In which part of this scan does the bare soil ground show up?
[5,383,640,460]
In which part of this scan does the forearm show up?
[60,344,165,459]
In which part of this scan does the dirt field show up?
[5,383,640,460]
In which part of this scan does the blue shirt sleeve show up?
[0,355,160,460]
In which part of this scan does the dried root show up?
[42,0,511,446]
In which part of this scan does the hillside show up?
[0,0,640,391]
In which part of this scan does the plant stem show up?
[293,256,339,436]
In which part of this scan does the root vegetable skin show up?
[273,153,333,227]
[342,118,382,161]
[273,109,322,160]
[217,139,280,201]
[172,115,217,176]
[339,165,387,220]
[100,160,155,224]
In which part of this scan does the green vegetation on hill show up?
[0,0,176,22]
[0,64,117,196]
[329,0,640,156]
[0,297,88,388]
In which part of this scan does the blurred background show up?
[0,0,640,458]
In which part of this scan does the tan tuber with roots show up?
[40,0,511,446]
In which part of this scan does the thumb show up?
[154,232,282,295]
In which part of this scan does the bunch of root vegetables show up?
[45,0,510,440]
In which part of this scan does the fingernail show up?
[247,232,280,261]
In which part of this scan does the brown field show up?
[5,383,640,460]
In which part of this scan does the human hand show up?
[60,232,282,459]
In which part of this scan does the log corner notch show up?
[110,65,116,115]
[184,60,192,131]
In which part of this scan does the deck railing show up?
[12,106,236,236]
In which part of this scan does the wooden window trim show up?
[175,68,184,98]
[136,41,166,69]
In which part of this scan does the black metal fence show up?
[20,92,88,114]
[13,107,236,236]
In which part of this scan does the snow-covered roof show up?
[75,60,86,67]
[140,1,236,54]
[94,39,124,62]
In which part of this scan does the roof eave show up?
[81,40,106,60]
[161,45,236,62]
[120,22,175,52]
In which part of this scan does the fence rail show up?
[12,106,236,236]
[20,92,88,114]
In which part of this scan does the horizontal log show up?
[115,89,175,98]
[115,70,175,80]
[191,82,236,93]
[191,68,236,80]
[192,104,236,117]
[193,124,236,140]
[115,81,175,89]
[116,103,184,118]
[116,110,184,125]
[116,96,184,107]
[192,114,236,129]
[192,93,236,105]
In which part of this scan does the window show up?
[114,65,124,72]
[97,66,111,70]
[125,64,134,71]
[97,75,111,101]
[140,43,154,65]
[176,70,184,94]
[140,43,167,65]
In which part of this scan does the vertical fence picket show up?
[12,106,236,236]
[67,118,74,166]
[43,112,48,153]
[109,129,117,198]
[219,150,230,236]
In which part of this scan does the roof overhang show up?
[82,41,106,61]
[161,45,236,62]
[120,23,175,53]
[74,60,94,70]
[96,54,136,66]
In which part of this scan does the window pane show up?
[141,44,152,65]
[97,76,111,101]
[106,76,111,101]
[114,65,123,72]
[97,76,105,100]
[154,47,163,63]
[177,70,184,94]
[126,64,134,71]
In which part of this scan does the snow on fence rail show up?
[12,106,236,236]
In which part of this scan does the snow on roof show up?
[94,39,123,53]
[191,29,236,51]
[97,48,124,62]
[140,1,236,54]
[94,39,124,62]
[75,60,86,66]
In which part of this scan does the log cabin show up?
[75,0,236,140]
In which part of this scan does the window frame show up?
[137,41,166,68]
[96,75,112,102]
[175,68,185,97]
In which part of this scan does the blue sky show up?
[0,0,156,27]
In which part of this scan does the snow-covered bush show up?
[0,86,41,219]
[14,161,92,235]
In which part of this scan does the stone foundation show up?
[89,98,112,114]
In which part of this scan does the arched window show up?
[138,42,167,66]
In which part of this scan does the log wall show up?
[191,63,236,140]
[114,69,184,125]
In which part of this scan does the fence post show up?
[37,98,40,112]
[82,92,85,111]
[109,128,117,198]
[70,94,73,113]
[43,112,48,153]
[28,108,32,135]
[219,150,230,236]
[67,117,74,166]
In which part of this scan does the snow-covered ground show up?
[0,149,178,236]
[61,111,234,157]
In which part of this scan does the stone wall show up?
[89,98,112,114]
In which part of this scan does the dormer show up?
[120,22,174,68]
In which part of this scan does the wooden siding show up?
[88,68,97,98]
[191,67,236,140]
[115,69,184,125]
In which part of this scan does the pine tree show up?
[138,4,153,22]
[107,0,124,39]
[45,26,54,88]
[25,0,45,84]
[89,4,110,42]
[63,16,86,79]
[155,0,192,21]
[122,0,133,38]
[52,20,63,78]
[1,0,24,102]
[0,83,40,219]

------

Rewrite all the entries above, changing every "scan" to "view" and leaving everything else as it is.

THE RESULT —
In which part of this view does the bare soil ground show up?
[5,383,640,460]
In which part of this view does the forearm show up?
[60,344,165,459]
In which part of this view does the dirt field show up?
[5,383,640,460]
In which part of this view does the blue shirt sleeve show up?
[0,355,160,460]
In which part of this view does the dried root show up?
[42,0,511,446]
In which part of this view does the hillside show up?
[0,0,640,391]
In which part of this view does the plant stem show up?
[293,256,339,436]
In which part of this view does the root vegetable skin show up?
[273,153,333,227]
[342,118,382,161]
[273,109,322,160]
[217,139,280,201]
[172,115,217,176]
[339,165,387,220]
[100,160,155,224]
In which part of this view does the green vegetation on hill show up?
[0,0,176,22]
[0,64,117,196]
[329,0,640,156]
[0,297,88,388]
In which part of this view does the blurred background show up?
[0,0,640,458]
In which part of this view does the tan tuber with roots show up?
[40,0,511,446]
In which part of this view does the thumb show up?
[154,232,282,295]
In which part of this view does the bunch of root vegetables show up?
[45,0,510,440]
In which part of this view does the fingernail show up?
[247,232,280,261]
In which part of this view does the brown field show up?
[5,383,640,460]
In which part of this view does the human hand show up?
[60,232,282,459]
In which part of this view does the log corner notch show up?
[110,65,116,115]
[184,60,192,131]
In which part of this view does the deck railing show up?
[12,106,236,236]
In which part of this view does the wooden window trim show up?
[175,68,184,98]
[136,41,166,69]
In which part of this view does the black metal fence show up?
[20,92,88,114]
[13,107,236,236]
In which part of this view does the snow-covered roof show up?
[75,60,86,67]
[140,1,236,54]
[94,39,124,62]
In which part of this view does the roof eave show up?
[81,40,106,60]
[161,45,236,62]
[120,22,175,52]
In which part of this view does the fence rail show up?
[12,106,236,236]
[20,92,88,114]
In which part of this view does the horizontal log show up?
[115,89,175,98]
[115,70,175,80]
[191,82,236,93]
[191,68,236,80]
[192,104,236,117]
[193,124,236,140]
[115,81,175,89]
[116,103,184,118]
[116,110,184,125]
[116,96,184,107]
[192,114,236,129]
[192,93,236,105]
In which part of this view does the window show up?
[114,65,124,72]
[97,66,111,70]
[125,64,134,71]
[97,75,111,101]
[140,43,154,65]
[176,70,184,94]
[140,43,167,65]
In which part of this view does the vertical fence picket show up?
[12,106,236,236]
[67,118,74,166]
[43,112,48,153]
[109,129,117,198]
[219,150,230,236]
In which part of this view does the roof overhang show up?
[82,41,106,61]
[161,45,236,62]
[120,23,175,53]
[74,60,94,70]
[96,54,136,66]
In which part of this view does the window pane show up?
[141,44,152,65]
[97,76,111,101]
[106,76,111,101]
[114,65,123,72]
[97,76,105,100]
[154,47,163,63]
[177,70,184,94]
[126,64,134,71]
In which part of this view does the snow on fence rail show up?
[12,106,236,236]
In which part of this view does the snow on roof show up?
[94,39,123,53]
[191,29,236,51]
[97,48,124,62]
[140,1,236,54]
[94,39,124,62]
[75,60,86,66]
In which part of this view does the log cabin show up?
[75,0,236,140]
In which part of this view does the window frame show up?
[137,41,166,68]
[96,75,112,102]
[175,68,185,97]
In which part of this view does the blue sky show up?
[0,0,156,27]
In which part of this view does the snow-covered bush show up?
[0,86,41,219]
[14,161,92,235]
In which part of this view does the stone foundation show up?
[89,98,112,114]
In which part of this view does the arched window show up?
[138,42,167,66]
In which part of this view does the log wall show up?
[191,63,236,140]
[114,69,184,125]
In which part of this view does the fence post show up?
[37,98,40,112]
[82,92,85,111]
[109,128,117,198]
[70,94,73,113]
[43,112,48,153]
[28,108,32,135]
[219,150,230,236]
[67,117,74,166]
In which part of this view does the snow-covered ground show up?
[0,149,178,236]
[61,111,234,157]
In which part of this view does the stone wall show up?
[89,98,112,114]
In which part of this view does the dormer show up?
[120,22,174,68]
In which part of this view does the wooden siding show up?
[88,68,97,98]
[191,67,236,140]
[115,69,184,125]
In which part of this view does the pine tree show up?
[138,4,153,22]
[107,0,124,39]
[45,26,54,88]
[25,0,45,84]
[89,4,110,42]
[63,16,86,79]
[155,0,192,21]
[122,0,133,38]
[52,20,63,78]
[1,0,24,102]
[0,83,40,219]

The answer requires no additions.